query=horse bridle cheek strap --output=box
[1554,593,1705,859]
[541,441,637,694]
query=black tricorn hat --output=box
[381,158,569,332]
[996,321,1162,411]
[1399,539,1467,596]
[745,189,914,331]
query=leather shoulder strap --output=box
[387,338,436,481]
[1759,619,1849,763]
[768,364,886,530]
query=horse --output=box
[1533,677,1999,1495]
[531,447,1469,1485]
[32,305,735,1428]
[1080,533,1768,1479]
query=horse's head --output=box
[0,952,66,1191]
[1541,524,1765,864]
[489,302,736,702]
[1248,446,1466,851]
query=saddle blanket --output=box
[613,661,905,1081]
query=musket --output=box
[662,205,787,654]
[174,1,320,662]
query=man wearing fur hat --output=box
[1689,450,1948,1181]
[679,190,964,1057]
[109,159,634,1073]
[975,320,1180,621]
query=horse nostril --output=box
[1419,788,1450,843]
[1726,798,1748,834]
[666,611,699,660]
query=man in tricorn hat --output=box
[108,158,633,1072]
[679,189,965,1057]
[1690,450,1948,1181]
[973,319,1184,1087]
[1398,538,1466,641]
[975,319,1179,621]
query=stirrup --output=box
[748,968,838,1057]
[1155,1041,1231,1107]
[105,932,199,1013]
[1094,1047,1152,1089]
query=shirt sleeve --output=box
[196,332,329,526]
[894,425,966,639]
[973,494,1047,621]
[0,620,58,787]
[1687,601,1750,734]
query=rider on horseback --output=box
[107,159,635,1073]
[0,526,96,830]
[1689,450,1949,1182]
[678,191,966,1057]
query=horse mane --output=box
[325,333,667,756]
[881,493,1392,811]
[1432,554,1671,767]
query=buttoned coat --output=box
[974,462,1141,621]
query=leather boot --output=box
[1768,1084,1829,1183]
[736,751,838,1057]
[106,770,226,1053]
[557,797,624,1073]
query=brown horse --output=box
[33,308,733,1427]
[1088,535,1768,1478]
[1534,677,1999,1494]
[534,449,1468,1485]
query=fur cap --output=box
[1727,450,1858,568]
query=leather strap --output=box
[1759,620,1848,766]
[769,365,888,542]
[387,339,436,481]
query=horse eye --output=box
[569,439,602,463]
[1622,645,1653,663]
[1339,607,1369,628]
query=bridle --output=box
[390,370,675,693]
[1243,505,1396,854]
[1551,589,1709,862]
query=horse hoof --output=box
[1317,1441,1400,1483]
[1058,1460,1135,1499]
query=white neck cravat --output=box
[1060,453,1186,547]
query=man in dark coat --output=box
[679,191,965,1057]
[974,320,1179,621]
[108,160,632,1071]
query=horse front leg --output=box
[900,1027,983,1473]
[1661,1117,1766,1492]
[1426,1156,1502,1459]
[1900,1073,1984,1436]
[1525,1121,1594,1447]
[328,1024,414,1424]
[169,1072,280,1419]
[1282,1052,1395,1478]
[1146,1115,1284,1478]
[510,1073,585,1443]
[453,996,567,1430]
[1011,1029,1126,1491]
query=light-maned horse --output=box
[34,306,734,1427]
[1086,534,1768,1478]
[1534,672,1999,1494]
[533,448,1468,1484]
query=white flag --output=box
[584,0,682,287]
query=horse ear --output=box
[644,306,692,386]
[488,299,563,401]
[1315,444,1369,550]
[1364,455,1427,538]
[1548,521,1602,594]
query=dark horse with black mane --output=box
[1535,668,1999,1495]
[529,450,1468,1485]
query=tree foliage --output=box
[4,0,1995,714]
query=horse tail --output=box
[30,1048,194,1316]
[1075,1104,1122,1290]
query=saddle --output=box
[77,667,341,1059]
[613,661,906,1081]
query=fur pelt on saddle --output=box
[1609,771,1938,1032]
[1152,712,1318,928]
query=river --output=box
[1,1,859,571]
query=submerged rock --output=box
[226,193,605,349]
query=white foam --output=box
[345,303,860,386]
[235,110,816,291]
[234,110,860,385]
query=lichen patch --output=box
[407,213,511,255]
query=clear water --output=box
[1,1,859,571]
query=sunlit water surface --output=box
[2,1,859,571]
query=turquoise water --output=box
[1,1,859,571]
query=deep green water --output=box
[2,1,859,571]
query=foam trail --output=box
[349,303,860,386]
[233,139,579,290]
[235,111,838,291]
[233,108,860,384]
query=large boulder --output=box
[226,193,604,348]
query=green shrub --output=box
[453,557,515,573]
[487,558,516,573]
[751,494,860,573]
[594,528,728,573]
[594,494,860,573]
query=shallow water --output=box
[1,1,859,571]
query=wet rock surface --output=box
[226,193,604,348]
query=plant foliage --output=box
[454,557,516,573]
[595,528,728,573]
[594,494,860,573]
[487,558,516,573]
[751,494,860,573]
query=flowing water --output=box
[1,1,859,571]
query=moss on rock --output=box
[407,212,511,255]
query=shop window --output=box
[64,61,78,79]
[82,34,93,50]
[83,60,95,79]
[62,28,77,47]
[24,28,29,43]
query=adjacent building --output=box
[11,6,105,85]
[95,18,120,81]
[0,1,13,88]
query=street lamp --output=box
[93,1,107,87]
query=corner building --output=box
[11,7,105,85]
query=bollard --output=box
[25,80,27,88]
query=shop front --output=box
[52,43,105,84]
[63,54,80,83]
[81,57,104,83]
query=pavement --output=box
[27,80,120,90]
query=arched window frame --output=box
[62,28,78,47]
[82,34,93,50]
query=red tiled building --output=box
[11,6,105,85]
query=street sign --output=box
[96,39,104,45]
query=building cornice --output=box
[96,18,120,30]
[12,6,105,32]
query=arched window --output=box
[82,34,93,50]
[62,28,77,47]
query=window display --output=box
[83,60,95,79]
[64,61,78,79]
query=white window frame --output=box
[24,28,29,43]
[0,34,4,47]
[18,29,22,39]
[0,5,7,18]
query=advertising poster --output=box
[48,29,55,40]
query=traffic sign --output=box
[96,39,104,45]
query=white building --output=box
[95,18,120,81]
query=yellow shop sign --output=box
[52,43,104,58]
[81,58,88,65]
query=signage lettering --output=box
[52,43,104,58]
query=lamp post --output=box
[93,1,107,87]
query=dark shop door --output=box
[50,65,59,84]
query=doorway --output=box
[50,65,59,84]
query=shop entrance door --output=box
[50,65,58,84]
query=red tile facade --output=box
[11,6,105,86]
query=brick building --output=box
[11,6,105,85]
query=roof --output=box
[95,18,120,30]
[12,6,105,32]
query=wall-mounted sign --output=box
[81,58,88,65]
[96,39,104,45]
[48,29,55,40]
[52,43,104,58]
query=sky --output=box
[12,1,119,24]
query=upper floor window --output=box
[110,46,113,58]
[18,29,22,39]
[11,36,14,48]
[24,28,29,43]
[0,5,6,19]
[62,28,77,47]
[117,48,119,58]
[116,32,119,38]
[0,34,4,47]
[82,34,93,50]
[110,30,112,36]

REQUIRED ACTION >>
A word-for-word transcription of all the data is needed.

TASK RESULT >>
query=horse bridle cheek strap --output=box
[1554,593,1705,859]
[541,441,637,694]
query=black tricorn hat --output=box
[381,158,569,332]
[996,321,1162,411]
[1399,539,1467,596]
[745,189,914,331]
query=leather shoulder strap --output=box
[387,338,436,481]
[1759,619,1849,763]
[768,364,886,530]
query=horse --output=box
[1533,677,1999,1495]
[531,447,1469,1485]
[32,305,735,1428]
[1080,533,1768,1479]
query=horse's head --output=box
[0,952,66,1191]
[1541,524,1765,864]
[489,302,736,702]
[1248,446,1466,851]
query=saddle blanket --output=box
[613,661,905,1081]
query=musket --output=box
[662,205,787,654]
[174,1,320,662]
query=man wearing fur hat --output=box
[1689,450,1948,1181]
[679,190,964,1057]
[109,159,634,1073]
[975,320,1180,621]
query=horse nostril --output=box
[1419,788,1450,843]
[1726,798,1748,834]
[666,611,699,660]
query=man in tricorn hat --output=box
[108,158,633,1072]
[679,189,965,1057]
[1690,450,1948,1181]
[973,319,1184,1087]
[1398,538,1466,641]
[975,319,1179,621]
query=stirrup --output=box
[748,968,838,1057]
[1155,1041,1231,1107]
[105,932,199,1013]
[1094,1047,1152,1089]
query=shirt sleeve --output=box
[196,332,329,526]
[894,425,966,639]
[973,494,1047,621]
[0,620,58,787]
[1687,601,1750,734]
query=rider on horseback --output=box
[107,159,635,1073]
[0,526,96,830]
[1689,450,1949,1182]
[678,191,966,1057]
query=horse mane --output=box
[325,333,667,756]
[881,493,1392,811]
[1432,554,1671,767]
query=buttoned coat --output=box
[974,462,1141,621]
query=leather boot --output=box
[1768,1084,1829,1183]
[736,751,838,1057]
[106,770,226,1053]
[557,797,624,1073]
query=brown horse --output=box
[33,308,733,1427]
[1088,535,1768,1478]
[1534,677,1999,1494]
[534,449,1468,1485]
query=fur cap --output=box
[1727,450,1858,568]
query=leather strap --output=box
[1759,620,1848,766]
[769,365,888,542]
[387,339,436,481]
query=horse eye --output=box
[569,439,602,463]
[1622,645,1653,663]
[1339,607,1369,628]
query=bridle --output=box
[390,370,675,693]
[1243,505,1396,854]
[1551,589,1709,862]
query=horse hoof --output=box
[1317,1441,1400,1483]
[1058,1460,1135,1499]
query=white neck cravat --output=box
[1060,453,1186,547]
query=man in dark coat --output=box
[679,191,965,1057]
[974,320,1179,621]
[108,160,632,1071]
query=horse front leg --output=box
[900,1027,983,1473]
[1661,1117,1766,1492]
[1426,1156,1502,1459]
[1900,1073,1984,1436]
[1525,1121,1594,1447]
[328,1024,414,1424]
[169,1072,280,1419]
[1282,1052,1395,1478]
[1146,1115,1284,1478]
[510,1073,585,1443]
[453,996,567,1430]
[1011,1029,1126,1491]
query=light-maned horse --output=box
[34,306,734,1427]
[1086,534,1768,1478]
[1534,672,1999,1494]
[533,448,1468,1484]
query=white flag --output=box
[584,0,682,287]
query=horse ear --output=box
[644,306,692,386]
[488,299,563,401]
[1315,444,1369,550]
[1364,455,1427,538]
[1548,521,1602,594]
query=dark horse with black mane --output=box
[1535,668,1999,1495]
[529,450,1468,1485]
query=tree foliage --output=box
[4,0,1995,714]
query=horse tail --output=box
[30,1048,194,1316]
[1075,1104,1122,1290]
query=saddle --output=box
[77,667,341,1059]
[613,661,906,1081]
query=fur pelt on saddle --output=box
[1609,771,1938,1032]
[1152,712,1318,928]
query=river --output=box
[1,1,859,571]
query=submerged rock --output=box
[226,193,605,349]
query=white foam --output=box
[345,303,860,386]
[235,110,816,291]
[234,110,860,385]
query=lichen patch --output=box
[407,213,511,255]
query=clear water --output=box
[1,1,859,571]
query=sunlit water surface --output=box
[2,1,859,571]
query=turquoise water --output=box
[1,1,859,571]
query=deep green water --output=box
[2,1,859,571]
query=foam trail --output=box
[349,303,860,386]
[233,139,579,290]
[235,111,838,291]
[233,108,860,384]
query=large boulder --output=box
[226,193,604,348]
query=green shrub --output=box
[453,557,515,573]
[487,558,516,573]
[751,494,860,573]
[594,528,728,573]
[594,494,860,573]
query=shallow water --output=box
[1,1,859,571]
query=wet rock surface --output=box
[226,193,604,348]
query=plant foliage --output=box
[454,557,516,573]
[595,528,728,573]
[594,494,860,573]
[487,558,516,573]
[751,494,860,573]
query=flowing water --output=box
[1,1,859,571]
query=moss on rock --output=box
[407,212,511,255]
query=shop window --output=box
[64,61,78,79]
[82,34,93,50]
[83,60,95,79]
[62,28,77,47]
[24,28,29,43]
query=adjacent building --output=box
[11,6,105,85]
[95,18,120,81]
[0,1,13,88]
query=street lamp --output=box
[93,1,107,87]
query=corner building --output=box
[11,7,105,85]
query=bollard --output=box
[25,80,27,88]
query=shop front --output=box
[52,43,105,84]
[63,54,80,83]
[81,57,104,83]
query=pavement --output=box
[27,80,120,90]
query=arched window frame --output=box
[62,28,78,47]
[82,34,93,50]
query=red tiled building --output=box
[11,6,105,85]
query=street sign --output=box
[96,39,104,45]
query=building cornice --output=box
[96,18,120,30]
[12,6,105,32]
query=arched window --output=box
[82,34,93,50]
[62,28,77,47]
query=window display --output=box
[83,60,95,79]
[64,61,78,79]
query=white window frame --output=box
[24,28,29,43]
[0,34,4,47]
[18,29,22,39]
[0,5,7,18]
query=advertising poster --output=box
[48,29,55,40]
query=traffic sign --output=box
[96,39,104,45]
query=white building --output=box
[95,18,120,81]
query=yellow shop sign --output=box
[52,43,104,58]
[81,58,88,65]
query=signage lettering --output=box
[52,43,104,58]
query=lamp post --output=box
[93,1,107,87]
query=dark shop door --output=box
[50,65,59,84]
query=doorway --output=box
[50,65,59,84]
query=shop entrance door --output=box
[50,65,58,84]
query=red tile facade --output=box
[11,6,105,86]
query=brick building --output=box
[11,6,105,85]
query=roof --output=box
[95,18,120,30]
[12,6,105,32]
query=wall-mounted sign --output=box
[81,58,88,65]
[96,39,104,45]
[48,29,55,40]
[52,43,104,58]
query=sky --output=box
[12,1,119,24]
query=upper floor window --output=box
[110,46,113,58]
[18,29,22,39]
[11,36,14,48]
[24,28,29,43]
[0,5,6,19]
[62,28,77,47]
[117,48,119,58]
[116,32,119,38]
[0,34,4,47]
[82,34,93,50]
[110,30,112,36]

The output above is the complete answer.